THE REQUEST »
Reproduce verbatim the stretch of the records below, from the line containing "Plain rules. Mark every instance of the green foliage" through the end of the records.

TASK DATA »
______
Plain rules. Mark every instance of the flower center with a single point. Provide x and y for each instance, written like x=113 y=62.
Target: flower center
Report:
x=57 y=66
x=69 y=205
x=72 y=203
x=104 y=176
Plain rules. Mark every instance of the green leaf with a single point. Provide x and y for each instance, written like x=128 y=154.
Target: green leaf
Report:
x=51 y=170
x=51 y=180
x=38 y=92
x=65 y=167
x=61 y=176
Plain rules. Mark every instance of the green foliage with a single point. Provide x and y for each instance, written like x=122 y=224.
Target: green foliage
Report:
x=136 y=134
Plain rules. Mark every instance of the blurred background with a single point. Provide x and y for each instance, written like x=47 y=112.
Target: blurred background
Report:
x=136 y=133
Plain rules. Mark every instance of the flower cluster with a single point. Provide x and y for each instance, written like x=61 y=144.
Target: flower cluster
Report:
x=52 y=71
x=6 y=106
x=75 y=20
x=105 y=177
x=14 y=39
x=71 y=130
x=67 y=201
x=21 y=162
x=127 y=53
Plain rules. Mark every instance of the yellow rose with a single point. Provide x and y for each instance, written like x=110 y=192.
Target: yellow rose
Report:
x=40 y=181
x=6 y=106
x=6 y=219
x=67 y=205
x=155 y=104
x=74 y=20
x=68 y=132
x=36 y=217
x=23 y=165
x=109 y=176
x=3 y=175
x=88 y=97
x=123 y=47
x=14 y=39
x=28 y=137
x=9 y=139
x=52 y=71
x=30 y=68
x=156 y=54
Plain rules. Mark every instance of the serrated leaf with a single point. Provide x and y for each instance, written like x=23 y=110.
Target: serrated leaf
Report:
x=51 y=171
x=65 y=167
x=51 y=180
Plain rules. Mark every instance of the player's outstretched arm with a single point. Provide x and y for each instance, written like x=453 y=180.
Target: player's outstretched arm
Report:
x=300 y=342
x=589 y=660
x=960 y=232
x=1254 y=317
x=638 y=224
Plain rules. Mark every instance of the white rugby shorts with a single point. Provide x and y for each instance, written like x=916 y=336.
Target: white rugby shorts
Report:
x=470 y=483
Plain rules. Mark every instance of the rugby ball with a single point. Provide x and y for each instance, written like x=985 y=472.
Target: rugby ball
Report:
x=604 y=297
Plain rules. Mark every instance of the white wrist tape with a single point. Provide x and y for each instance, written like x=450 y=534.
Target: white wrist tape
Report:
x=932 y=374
______
THE RESPONSE »
Plain rules. Mark every instance of the green foliage with a single point. Provide x and y for each instance, written like x=122 y=224.
Target: green foliage
Report:
x=136 y=134
Plain rules. Mark every instance of the blurred background with a single point. Provide x and y for each instance, written like x=47 y=112.
Target: blurred background
Report:
x=136 y=133
Plain rules. Mark every instance of the flower cluster with a single point. Provide x and y for each instance, written like x=61 y=144.
Target: flower cluster
Report:
x=52 y=71
x=6 y=106
x=75 y=20
x=105 y=177
x=14 y=39
x=71 y=130
x=67 y=201
x=21 y=162
x=127 y=53
Plain rules. Mark every instance of the yellow rose with a single point. Provide x and y for each instance, written like x=110 y=192.
Target: yellow rose
Report:
x=40 y=181
x=6 y=106
x=6 y=219
x=67 y=205
x=155 y=104
x=74 y=20
x=68 y=132
x=36 y=217
x=23 y=165
x=109 y=176
x=3 y=175
x=88 y=97
x=123 y=47
x=14 y=39
x=28 y=137
x=9 y=139
x=52 y=71
x=30 y=68
x=156 y=54
Plain rules. Mark every instance of the serrated leaf with a single point. Provide x and y for each instance, written like x=23 y=110.
Target: serrated leaf
Report:
x=51 y=171
x=65 y=167
x=51 y=180
Plain rules. Mark every instance of the player's outstretched arm with a single point. Provide x and y for each instance, written like x=453 y=180.
Target: player's outstretched arm
Report:
x=300 y=342
x=589 y=660
x=960 y=232
x=1254 y=317
x=638 y=224
Plain rules. Mark every instance of the white rugby shorts with a single point. Provide x and y for each instance, written like x=916 y=336.
Target: white rugby shorts
Report:
x=470 y=483
Plain rules. Mark every instance of the rugby ball with a single point. Provide x and y for each instance, written like x=985 y=472.
Target: rugby ball
Report:
x=604 y=297
Plain rules. Mark every instance of the white wrist tape with a single point. Provide x and y for each instance, written like x=450 y=534.
Target: white wrist tape
Report:
x=932 y=374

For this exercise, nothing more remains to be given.